## Consigne
Traduisez en anglais cette phrase de l’extrait sur Le mythe et l’Homme : « C’est en tout cas un luxe obéissant à la loi de Carnot : le monde tend vers l’uniformité. »

[Extrait du texte]

Le mythe et l’Homme (Roger Caillois)

Caillois tente dans cet essai annonciateur de toute son œuvre de saisir dans leur ensemble les multiples formes que revêtent les démarches de l’imagination. Le monde des mythes n’est pas homogène comme on a voulu le voir, l’Autre a sa place à côté du Même, le multiple à côté de l’un, si bien que tout système explicatif se montre insuffisant. Certes des structures sont mises en lumière, mais jamais la raison suffisante : la dialectique interne d’auto-prolifération et d’auto-cristallisation. La fonction du mythe ne saurait se comprendre selon un utilitarisme rationalisateur, mais davantage en parcourant le chemin biologique (puissance d’investissement de la sensibilité).
Il étudie alors les évocations de la mante religieuse, insecte ayant suscité la fascination s’il en est, établissant un lien biologique entre la nutrition et la sexualité dont il reste des traces chez l’homme : « ici une conduite, là une mythologie ». Nous sommes loin de l’instinct de conservation, mais plutôt de son pendant, l’instinct de mort. L’homme n’est donc pas isolé dans la nature, il obéit aussi aux lois biologiques mais elles déterminent alors la représentation, et non pas l’action, mais le mythe est alors l’équivalent d’un acte. Puis, s’intéressant au mimétisme : il ne peut avoir une fonction de défense, mais plutôt de poésie, de magie, si l’on peut dire. C’est en tout cas un luxe obéissant à la loi de Carnot : le monde tend vers l’uniformité. C’est un mouvement qui joint le besoin physiologique à l’image apaisante, elle-même réalisée par le besoin physiologique. Il en va de même de l’impératif de connaissance tendant à supprimer les distinctions. L’organisme n’est plus à comprendre comme étant dans le milieu, mais il est encore ce « milieu ».

[/Extrait du texte]
[Données fournies]

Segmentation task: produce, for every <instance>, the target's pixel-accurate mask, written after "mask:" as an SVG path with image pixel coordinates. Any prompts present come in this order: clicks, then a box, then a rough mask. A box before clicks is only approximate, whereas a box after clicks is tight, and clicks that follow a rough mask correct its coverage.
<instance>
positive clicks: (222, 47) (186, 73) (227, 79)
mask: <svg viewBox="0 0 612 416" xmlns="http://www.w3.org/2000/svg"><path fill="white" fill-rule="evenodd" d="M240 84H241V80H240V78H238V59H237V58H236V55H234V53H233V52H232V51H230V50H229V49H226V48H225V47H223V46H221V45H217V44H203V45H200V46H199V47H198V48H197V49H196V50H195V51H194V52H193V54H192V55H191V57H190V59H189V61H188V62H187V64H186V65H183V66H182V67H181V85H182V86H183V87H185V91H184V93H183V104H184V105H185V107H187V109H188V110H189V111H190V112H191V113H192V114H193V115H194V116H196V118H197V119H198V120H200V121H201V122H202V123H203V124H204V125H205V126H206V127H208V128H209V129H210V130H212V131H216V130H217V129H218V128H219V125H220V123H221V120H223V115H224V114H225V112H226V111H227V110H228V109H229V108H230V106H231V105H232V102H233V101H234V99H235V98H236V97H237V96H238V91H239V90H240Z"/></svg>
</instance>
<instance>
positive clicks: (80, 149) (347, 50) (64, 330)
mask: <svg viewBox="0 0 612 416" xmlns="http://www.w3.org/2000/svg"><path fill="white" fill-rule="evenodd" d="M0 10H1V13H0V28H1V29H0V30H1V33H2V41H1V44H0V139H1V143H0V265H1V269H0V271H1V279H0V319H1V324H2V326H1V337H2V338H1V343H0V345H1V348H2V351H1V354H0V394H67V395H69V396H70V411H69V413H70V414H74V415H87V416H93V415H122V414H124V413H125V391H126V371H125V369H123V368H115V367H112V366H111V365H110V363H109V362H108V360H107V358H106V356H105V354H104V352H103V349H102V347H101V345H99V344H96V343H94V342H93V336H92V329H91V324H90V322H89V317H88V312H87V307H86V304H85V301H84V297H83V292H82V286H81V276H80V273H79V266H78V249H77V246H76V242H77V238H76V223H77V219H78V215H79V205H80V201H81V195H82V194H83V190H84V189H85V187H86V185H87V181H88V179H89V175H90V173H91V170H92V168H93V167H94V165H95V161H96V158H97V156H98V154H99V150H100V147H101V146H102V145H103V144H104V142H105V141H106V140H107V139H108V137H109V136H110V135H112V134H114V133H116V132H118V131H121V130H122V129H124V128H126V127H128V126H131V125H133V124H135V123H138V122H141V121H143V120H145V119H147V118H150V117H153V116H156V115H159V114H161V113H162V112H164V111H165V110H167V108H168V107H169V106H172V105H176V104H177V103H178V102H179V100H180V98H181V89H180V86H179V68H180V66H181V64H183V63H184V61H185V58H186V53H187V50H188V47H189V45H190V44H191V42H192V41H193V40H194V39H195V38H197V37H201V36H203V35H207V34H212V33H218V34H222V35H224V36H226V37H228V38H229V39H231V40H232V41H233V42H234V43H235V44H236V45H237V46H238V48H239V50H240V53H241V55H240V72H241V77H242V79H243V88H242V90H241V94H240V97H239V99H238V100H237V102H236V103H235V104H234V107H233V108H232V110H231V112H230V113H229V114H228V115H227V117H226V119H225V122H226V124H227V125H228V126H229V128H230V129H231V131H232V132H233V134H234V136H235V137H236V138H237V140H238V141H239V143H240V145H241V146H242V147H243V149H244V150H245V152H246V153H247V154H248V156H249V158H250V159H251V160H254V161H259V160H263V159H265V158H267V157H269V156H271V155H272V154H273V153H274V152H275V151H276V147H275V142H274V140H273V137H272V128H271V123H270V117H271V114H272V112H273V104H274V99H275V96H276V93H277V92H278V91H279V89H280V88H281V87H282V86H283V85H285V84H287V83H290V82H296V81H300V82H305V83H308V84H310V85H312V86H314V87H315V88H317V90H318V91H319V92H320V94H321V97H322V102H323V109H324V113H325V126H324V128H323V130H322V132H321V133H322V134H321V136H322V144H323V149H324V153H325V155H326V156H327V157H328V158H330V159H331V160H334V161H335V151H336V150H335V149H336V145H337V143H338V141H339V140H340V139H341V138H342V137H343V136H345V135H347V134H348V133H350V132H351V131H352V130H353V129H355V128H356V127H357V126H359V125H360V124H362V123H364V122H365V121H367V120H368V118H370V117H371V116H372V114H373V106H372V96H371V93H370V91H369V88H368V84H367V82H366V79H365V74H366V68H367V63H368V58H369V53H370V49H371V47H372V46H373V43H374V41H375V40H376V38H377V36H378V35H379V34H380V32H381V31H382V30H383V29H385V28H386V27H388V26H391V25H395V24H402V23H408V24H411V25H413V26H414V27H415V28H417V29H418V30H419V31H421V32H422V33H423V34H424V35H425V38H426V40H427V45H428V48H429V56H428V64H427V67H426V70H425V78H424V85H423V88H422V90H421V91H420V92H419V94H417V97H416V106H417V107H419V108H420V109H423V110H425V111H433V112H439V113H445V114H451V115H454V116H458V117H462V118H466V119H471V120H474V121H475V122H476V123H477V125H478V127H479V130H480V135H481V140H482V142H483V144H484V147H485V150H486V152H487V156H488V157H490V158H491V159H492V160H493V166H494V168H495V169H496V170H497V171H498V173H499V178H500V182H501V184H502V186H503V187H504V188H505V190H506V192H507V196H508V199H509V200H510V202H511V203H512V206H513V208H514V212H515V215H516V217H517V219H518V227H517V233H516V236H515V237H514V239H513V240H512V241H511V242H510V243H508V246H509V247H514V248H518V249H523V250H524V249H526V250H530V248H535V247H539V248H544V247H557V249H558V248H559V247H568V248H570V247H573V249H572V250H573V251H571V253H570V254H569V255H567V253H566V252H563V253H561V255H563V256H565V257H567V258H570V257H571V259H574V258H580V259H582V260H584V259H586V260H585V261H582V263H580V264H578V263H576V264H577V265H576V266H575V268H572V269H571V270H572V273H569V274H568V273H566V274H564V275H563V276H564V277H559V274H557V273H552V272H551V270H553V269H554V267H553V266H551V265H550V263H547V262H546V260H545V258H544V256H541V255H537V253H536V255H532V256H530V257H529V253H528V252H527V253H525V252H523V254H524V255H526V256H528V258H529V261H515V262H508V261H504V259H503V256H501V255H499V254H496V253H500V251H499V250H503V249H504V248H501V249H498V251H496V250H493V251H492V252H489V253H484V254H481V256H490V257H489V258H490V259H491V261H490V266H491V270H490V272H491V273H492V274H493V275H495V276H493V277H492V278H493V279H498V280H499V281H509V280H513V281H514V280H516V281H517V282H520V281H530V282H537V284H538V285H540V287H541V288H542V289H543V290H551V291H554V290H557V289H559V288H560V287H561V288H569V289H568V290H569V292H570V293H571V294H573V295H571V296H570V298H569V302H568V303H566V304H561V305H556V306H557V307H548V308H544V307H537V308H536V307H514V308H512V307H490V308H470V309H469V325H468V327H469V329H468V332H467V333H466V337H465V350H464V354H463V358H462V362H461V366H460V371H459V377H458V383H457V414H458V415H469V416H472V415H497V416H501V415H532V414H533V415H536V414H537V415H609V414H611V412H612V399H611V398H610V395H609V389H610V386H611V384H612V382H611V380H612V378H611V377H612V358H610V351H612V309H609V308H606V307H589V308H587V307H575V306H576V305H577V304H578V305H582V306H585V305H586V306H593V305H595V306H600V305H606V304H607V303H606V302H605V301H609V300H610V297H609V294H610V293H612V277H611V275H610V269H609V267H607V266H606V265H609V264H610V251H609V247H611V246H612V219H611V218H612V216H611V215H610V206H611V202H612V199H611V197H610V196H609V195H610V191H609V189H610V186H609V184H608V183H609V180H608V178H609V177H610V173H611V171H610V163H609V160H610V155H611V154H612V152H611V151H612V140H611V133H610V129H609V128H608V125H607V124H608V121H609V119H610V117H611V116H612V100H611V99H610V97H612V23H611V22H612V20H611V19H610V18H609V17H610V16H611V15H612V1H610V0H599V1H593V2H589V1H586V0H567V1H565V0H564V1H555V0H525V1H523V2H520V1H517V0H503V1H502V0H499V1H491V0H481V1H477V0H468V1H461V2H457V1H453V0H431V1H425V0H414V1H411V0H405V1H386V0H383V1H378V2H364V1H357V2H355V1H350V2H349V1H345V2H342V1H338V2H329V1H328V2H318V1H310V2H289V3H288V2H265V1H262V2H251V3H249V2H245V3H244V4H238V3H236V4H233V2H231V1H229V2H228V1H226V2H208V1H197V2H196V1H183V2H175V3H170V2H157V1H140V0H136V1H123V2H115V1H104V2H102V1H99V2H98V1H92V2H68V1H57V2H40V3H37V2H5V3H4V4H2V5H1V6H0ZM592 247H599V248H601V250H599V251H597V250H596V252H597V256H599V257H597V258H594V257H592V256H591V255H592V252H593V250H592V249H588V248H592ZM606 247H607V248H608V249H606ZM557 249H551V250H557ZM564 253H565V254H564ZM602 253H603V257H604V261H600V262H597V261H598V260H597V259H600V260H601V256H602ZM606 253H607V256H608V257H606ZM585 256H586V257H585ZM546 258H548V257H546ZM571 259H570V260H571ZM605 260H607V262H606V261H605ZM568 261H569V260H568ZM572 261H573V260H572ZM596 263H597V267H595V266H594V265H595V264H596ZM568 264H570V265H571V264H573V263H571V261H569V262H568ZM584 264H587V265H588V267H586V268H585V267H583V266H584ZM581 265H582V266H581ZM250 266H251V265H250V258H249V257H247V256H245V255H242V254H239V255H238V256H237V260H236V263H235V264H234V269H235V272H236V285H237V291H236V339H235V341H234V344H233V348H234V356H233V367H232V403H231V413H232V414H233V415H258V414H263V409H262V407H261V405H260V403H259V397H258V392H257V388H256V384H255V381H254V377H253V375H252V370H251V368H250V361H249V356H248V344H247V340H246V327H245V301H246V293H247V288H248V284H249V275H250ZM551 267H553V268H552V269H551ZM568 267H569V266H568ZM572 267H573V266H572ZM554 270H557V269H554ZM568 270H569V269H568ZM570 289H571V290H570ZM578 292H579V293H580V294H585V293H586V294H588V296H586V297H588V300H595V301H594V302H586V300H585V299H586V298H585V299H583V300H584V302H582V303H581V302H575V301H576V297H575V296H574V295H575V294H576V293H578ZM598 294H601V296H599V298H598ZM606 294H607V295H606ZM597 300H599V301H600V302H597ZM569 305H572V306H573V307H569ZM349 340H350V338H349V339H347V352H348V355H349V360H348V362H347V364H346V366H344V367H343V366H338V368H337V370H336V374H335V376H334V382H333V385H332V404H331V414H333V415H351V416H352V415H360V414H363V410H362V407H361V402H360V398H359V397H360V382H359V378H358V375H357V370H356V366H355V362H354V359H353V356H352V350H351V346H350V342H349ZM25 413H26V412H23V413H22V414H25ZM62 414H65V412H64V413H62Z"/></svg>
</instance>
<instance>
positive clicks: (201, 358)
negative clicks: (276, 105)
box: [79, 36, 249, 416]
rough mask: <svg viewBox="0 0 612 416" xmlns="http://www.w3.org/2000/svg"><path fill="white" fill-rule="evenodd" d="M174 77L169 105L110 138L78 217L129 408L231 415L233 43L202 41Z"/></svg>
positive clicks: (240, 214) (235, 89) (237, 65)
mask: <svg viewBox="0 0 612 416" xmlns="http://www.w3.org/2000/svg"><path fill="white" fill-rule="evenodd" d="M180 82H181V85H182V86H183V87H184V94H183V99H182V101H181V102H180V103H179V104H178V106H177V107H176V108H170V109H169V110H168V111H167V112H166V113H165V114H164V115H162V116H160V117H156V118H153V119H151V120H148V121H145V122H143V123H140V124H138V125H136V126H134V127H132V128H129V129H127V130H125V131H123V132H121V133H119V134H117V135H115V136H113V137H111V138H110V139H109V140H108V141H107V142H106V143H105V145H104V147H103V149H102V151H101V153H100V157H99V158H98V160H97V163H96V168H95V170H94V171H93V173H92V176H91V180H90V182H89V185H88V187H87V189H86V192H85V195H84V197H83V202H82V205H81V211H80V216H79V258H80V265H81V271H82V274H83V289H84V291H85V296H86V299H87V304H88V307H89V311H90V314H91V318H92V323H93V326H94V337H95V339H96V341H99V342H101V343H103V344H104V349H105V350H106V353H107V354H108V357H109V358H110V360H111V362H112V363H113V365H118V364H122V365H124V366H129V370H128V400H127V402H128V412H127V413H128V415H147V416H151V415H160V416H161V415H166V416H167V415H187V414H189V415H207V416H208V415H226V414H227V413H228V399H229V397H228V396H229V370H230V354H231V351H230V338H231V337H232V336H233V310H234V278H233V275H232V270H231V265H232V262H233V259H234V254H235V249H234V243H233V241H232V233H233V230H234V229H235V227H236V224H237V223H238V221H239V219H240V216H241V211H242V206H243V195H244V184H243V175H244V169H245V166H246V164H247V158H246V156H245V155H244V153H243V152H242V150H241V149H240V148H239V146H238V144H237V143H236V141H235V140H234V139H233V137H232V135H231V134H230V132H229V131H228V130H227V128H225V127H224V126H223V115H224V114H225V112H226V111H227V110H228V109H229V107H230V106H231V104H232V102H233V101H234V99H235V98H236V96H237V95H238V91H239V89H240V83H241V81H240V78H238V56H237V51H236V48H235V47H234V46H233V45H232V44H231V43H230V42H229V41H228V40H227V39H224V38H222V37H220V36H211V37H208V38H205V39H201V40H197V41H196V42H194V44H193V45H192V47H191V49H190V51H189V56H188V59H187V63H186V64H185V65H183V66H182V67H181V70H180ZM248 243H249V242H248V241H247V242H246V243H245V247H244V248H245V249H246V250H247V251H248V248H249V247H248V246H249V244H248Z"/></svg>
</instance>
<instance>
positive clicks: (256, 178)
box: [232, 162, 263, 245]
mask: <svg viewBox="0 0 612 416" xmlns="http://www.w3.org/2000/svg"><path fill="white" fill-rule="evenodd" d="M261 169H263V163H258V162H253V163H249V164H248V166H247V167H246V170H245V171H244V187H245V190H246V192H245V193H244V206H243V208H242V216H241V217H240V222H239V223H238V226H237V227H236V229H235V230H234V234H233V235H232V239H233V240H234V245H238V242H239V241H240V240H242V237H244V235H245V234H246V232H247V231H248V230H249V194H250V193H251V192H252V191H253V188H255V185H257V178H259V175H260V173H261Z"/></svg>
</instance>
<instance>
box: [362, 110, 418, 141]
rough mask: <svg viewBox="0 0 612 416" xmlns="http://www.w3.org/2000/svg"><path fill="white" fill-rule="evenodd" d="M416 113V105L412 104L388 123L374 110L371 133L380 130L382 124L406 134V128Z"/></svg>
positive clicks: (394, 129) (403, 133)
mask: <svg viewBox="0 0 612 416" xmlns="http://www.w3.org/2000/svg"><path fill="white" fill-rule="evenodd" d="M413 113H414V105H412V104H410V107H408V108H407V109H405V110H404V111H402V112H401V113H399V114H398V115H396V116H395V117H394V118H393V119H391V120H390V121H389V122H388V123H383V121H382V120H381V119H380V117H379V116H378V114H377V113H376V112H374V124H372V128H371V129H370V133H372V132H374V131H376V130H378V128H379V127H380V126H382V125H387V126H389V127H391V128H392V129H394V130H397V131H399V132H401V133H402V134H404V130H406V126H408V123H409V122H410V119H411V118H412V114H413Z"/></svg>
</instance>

[/Données fournies]

## Solution rédigée
In any case, it is a luxury obeying Carnot's law: the world tends toward uniformity.